Location labeling records:
┏━━

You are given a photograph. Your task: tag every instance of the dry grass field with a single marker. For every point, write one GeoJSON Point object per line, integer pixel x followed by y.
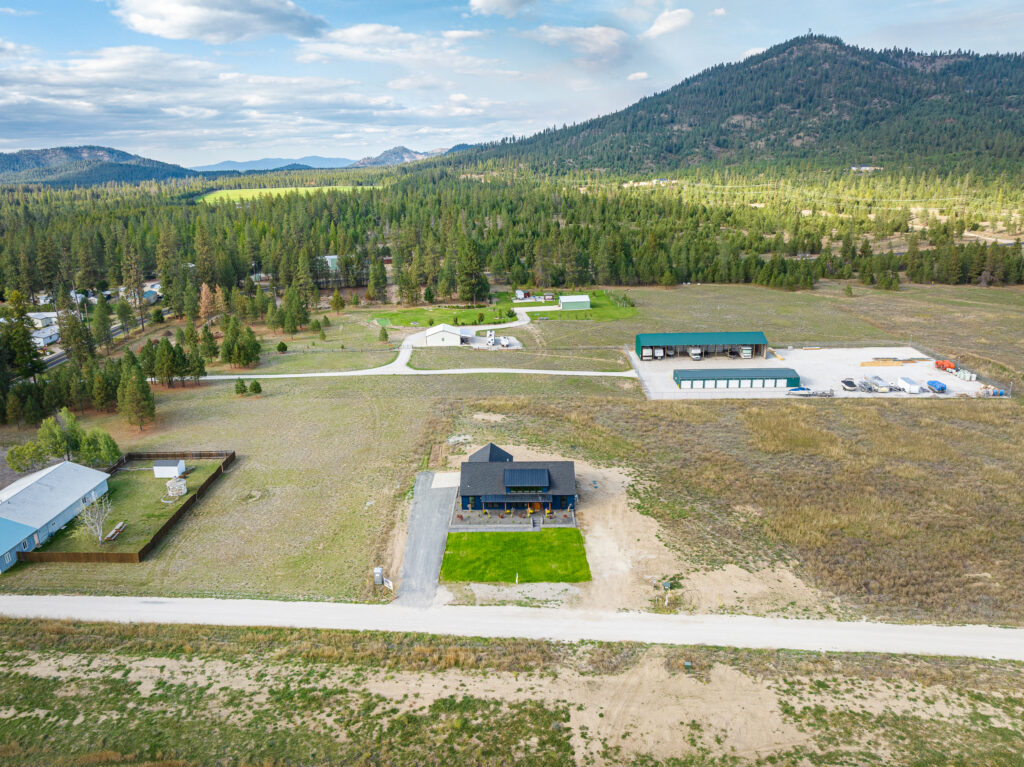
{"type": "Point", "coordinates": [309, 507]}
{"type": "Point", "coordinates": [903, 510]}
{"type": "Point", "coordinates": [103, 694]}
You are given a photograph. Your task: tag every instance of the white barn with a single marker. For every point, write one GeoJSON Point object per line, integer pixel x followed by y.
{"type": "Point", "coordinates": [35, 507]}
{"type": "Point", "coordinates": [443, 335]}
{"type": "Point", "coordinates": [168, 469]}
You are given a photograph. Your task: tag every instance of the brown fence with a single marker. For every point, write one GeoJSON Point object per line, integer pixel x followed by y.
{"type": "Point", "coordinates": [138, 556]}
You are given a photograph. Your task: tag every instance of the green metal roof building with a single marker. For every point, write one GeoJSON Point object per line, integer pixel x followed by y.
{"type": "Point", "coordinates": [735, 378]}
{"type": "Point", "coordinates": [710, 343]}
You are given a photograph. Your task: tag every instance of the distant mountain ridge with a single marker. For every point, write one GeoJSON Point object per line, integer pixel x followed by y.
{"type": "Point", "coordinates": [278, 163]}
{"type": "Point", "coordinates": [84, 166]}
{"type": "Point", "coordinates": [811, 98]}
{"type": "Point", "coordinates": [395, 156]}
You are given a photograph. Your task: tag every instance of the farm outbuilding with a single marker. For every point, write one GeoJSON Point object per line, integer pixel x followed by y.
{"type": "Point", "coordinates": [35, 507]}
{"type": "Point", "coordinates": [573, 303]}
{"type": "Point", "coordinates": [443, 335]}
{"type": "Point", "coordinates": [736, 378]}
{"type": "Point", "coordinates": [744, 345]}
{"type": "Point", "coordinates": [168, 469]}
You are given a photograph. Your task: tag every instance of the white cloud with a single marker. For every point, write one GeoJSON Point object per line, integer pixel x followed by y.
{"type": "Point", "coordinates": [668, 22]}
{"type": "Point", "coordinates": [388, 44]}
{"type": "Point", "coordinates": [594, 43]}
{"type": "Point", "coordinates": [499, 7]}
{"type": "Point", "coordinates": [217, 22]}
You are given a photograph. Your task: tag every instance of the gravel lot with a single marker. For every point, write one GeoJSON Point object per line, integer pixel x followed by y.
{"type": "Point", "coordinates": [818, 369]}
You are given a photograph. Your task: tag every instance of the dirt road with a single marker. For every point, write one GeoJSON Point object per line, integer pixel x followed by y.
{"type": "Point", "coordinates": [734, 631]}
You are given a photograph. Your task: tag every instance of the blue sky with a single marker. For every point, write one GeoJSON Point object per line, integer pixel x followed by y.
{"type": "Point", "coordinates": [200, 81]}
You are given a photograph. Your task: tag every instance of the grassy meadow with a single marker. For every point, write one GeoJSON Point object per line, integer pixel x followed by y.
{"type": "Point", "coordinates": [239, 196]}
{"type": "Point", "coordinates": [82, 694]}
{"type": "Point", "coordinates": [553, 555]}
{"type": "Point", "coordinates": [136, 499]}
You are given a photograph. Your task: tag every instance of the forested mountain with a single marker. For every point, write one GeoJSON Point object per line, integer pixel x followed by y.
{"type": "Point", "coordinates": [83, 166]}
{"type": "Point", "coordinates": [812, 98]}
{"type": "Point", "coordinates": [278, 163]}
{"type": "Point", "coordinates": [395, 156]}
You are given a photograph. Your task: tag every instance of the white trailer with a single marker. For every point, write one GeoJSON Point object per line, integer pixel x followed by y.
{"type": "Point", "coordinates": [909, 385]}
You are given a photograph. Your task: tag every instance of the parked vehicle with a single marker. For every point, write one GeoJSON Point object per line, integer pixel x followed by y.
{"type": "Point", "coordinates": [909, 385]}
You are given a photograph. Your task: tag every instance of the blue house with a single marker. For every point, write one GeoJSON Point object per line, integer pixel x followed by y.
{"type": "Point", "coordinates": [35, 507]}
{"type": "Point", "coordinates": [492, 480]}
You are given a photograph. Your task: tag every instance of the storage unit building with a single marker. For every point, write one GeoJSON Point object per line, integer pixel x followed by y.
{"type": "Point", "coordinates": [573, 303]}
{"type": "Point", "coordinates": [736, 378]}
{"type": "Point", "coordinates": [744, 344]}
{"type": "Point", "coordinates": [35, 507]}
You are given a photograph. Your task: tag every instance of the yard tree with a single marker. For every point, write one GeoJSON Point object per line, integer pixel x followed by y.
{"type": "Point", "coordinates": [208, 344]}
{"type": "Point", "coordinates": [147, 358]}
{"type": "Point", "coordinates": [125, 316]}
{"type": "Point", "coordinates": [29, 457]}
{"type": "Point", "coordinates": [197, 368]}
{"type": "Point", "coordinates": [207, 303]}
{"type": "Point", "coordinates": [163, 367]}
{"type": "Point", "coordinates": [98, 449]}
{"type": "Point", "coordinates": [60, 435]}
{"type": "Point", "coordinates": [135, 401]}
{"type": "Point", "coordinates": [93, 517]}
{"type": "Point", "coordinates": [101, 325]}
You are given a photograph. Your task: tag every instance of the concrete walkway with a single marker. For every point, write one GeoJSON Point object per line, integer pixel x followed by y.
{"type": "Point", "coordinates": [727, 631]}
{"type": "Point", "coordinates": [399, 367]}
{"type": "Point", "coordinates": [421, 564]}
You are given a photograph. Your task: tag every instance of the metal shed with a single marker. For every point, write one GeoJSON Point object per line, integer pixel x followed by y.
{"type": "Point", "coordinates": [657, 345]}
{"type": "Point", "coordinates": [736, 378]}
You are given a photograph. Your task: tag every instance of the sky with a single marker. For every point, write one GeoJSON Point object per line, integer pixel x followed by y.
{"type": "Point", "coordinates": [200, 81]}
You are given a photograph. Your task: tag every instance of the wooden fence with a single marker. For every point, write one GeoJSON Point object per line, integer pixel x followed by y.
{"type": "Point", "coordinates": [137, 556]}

┗━━

WHAT YOU NEED TO DO —
Output all of the data exactly as it stands, minus any images.

RESPONSE TO THIS EXERCISE —
You are given a photograph. Your task: tag every instance of the dry grass field with a single marker. For every point, write one GeoJSON Point object per line, integer pixel x followed by y.
{"type": "Point", "coordinates": [309, 507]}
{"type": "Point", "coordinates": [903, 510]}
{"type": "Point", "coordinates": [103, 694]}
You are given a photograph. Your task: tag every instance of the white barn with a single marker. For every point, write one GeoJSON Point object per line, integer pixel x followed by y.
{"type": "Point", "coordinates": [35, 507]}
{"type": "Point", "coordinates": [443, 335]}
{"type": "Point", "coordinates": [168, 469]}
You are given a photograph. Your task: tag every instance of the brown fence with a single marker. For every point, write one GeoJSON Point object per line, integer pixel x followed by y.
{"type": "Point", "coordinates": [138, 556]}
You are given a photograph. Your task: tag every instance of the green metal roof building with a single marker. For every point, write one GeoJSON Point object per line, integer pixel x followed by y.
{"type": "Point", "coordinates": [735, 378]}
{"type": "Point", "coordinates": [710, 343]}
You are given a photograph. Your task: tag every instance of the distant mountain ridge with a single marker. For every point, write one GeoJSON Point object per line, integer pixel x followed by y.
{"type": "Point", "coordinates": [278, 163]}
{"type": "Point", "coordinates": [84, 166]}
{"type": "Point", "coordinates": [811, 98]}
{"type": "Point", "coordinates": [395, 156]}
You are given a photograph. Your task: tag every instance of the farm outbuilding with a single marker. For every point, write one GeoJSON Point object per line, integer pixel x followed by y.
{"type": "Point", "coordinates": [35, 507]}
{"type": "Point", "coordinates": [573, 303]}
{"type": "Point", "coordinates": [443, 335]}
{"type": "Point", "coordinates": [736, 378]}
{"type": "Point", "coordinates": [744, 345]}
{"type": "Point", "coordinates": [168, 469]}
You are given a photograph. Your task: tag every instance of the white cloud with a single marker. For every point, write one GeoJSON Point object per line, integer pixel x followed by y.
{"type": "Point", "coordinates": [668, 22]}
{"type": "Point", "coordinates": [388, 44]}
{"type": "Point", "coordinates": [594, 43]}
{"type": "Point", "coordinates": [499, 7]}
{"type": "Point", "coordinates": [217, 22]}
You are given a photograph. Your task: tag every instance of the gravel lot with a single marker. For every point, write one GeoJSON Point object per line, integer pixel x followed by y.
{"type": "Point", "coordinates": [818, 369]}
You are given a photograph. Your task: tag every instance of the dirt road with a single marker. For every point, write one GeoJSON Point object per line, integer pixel x followed by y.
{"type": "Point", "coordinates": [734, 631]}
You are given a photograph. Your task: tag every instance of the blue sky with a single marker. For every point, write one GeoJSON Point object per line, integer pixel x followed by y.
{"type": "Point", "coordinates": [200, 81]}
You are given a photograph. Your task: tag every instance of the grassy meadow with a single marker. For every point, write one GeoJSON Point object per line, integer pixel x followed by y.
{"type": "Point", "coordinates": [239, 196]}
{"type": "Point", "coordinates": [82, 694]}
{"type": "Point", "coordinates": [553, 555]}
{"type": "Point", "coordinates": [136, 499]}
You are given a photograph. Your task: tag every instance of the forested mountain with a single marker. For every point, write one GeoJSON Point object per line, integer pixel x followed by y.
{"type": "Point", "coordinates": [83, 166]}
{"type": "Point", "coordinates": [812, 98]}
{"type": "Point", "coordinates": [278, 163]}
{"type": "Point", "coordinates": [395, 156]}
You are given a photograph. Your task: tag every instance of the white trailer with a single marker. For every point, write one GeoJSON Point object per line, integer pixel x followed by y.
{"type": "Point", "coordinates": [909, 385]}
You are given a photograph. Your task: tag every instance of the parked vehicle with a single marker. For every point, write one GeoJSON Point object per line, integer pixel x followed by y.
{"type": "Point", "coordinates": [909, 385]}
You are given a photograph. Your task: tag every instance of the blue house with a single marker. For every point, write one GeoJSON Point object per line, integer pixel x followed by y.
{"type": "Point", "coordinates": [35, 507]}
{"type": "Point", "coordinates": [492, 480]}
You are given a photograph. Your task: tag every instance of the storage unit building with a single marker. For every point, write one GeoJSON Point object per line, integer pixel x followed by y.
{"type": "Point", "coordinates": [573, 303]}
{"type": "Point", "coordinates": [736, 378]}
{"type": "Point", "coordinates": [744, 344]}
{"type": "Point", "coordinates": [35, 507]}
You are given a photograph. Your task: tag every instance of the yard tree with a single marker. For every point, write one GeoJSON Point object per line, integer pixel x followed by y.
{"type": "Point", "coordinates": [208, 344]}
{"type": "Point", "coordinates": [147, 358]}
{"type": "Point", "coordinates": [125, 316]}
{"type": "Point", "coordinates": [29, 457]}
{"type": "Point", "coordinates": [197, 368]}
{"type": "Point", "coordinates": [207, 303]}
{"type": "Point", "coordinates": [163, 367]}
{"type": "Point", "coordinates": [98, 449]}
{"type": "Point", "coordinates": [60, 435]}
{"type": "Point", "coordinates": [135, 401]}
{"type": "Point", "coordinates": [93, 517]}
{"type": "Point", "coordinates": [101, 325]}
You are given a photograph. Your task: tag every instance of the concrete walkway with a single marker. For every point, write one GeoJSON Point object per line, integer pixel x followed by y.
{"type": "Point", "coordinates": [727, 631]}
{"type": "Point", "coordinates": [399, 367]}
{"type": "Point", "coordinates": [421, 564]}
You are given a photograph. Your task: tag every instance of the metal shed with a single marker. For every point, write one GeoJSON Point object per line, integer pixel x followed by y.
{"type": "Point", "coordinates": [657, 345]}
{"type": "Point", "coordinates": [736, 378]}
You are given a photograph. Your task: tag every instance of the sky with a single marker. For every point, write one GeoJSON Point object per line, integer pixel x followed by y.
{"type": "Point", "coordinates": [200, 81]}
You are given a photograph. Your task: tag every instance of the wooden fence with a single marker. For every point, write one GeoJSON Point object per line, integer pixel x followed by y.
{"type": "Point", "coordinates": [137, 556]}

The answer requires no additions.